* Your instructions: Write out exactly the lines below that run from the line containing "Detect black football cleat." through the last line of the records.

* Data supplied:
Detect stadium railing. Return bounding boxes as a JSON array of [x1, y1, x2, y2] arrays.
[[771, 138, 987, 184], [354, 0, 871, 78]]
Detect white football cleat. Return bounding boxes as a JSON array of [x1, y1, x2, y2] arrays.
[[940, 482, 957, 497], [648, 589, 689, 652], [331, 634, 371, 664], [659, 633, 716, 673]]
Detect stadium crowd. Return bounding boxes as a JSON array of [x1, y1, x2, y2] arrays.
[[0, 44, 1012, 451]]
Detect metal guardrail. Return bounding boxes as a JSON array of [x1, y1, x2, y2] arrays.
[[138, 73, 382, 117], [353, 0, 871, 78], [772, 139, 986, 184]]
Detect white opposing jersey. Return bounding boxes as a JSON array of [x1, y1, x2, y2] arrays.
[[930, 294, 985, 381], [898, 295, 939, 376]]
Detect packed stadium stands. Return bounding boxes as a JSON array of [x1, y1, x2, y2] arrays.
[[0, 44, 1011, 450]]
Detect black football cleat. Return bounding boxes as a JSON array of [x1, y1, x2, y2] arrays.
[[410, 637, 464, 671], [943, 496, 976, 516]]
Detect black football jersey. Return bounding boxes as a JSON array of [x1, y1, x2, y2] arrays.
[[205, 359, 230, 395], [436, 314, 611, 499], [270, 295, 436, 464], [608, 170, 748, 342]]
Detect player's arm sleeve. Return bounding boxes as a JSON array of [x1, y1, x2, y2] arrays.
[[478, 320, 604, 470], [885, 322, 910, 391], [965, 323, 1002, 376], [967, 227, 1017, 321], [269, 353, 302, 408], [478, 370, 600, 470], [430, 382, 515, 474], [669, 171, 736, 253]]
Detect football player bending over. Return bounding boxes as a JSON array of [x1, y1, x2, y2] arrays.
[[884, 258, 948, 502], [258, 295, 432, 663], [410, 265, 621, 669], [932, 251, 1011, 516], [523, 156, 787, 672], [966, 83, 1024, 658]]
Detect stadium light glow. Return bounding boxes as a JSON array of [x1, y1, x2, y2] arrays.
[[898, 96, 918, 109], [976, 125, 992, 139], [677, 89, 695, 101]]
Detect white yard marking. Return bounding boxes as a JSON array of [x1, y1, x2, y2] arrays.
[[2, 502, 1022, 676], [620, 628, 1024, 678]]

* Exercise solution:
Detect black football cleat. Return bounding boxes as a JSON array of [x1, y1, x2, y2] arrays.
[[410, 637, 464, 671], [943, 496, 976, 516]]
Detect black football jersey. Return bounding boxes as a JSON array of [x1, y1, x2, y2] arrays.
[[205, 359, 230, 395], [436, 314, 611, 499], [270, 295, 436, 464], [608, 170, 748, 342]]
Detect player's arm sleeve. Return bounding boxes as a JSON array of [x1, y1, x2, y2] arrays.
[[478, 320, 604, 470], [885, 322, 910, 391], [965, 323, 1002, 376], [967, 227, 1017, 321], [269, 353, 302, 408], [478, 370, 600, 470], [430, 382, 515, 474], [669, 171, 736, 253]]
Detect football player bending over. Return bounding boxes as a JSON array of [x1, y1, x2, y2] arrays.
[[884, 258, 948, 502], [258, 295, 432, 663], [410, 265, 621, 669], [932, 251, 1011, 516], [523, 156, 787, 672], [966, 83, 1024, 658]]
Detect stadium light glow. Return bounding boxes as a JSON array of [x1, y1, x2, y2] arrays.
[[898, 96, 918, 109], [976, 125, 992, 139], [677, 89, 695, 101]]
Detect white yard marking. Return bounding boxes as a JSON array of [x1, y1, x2, y2] arrays.
[[2, 502, 1022, 676], [620, 628, 1024, 678]]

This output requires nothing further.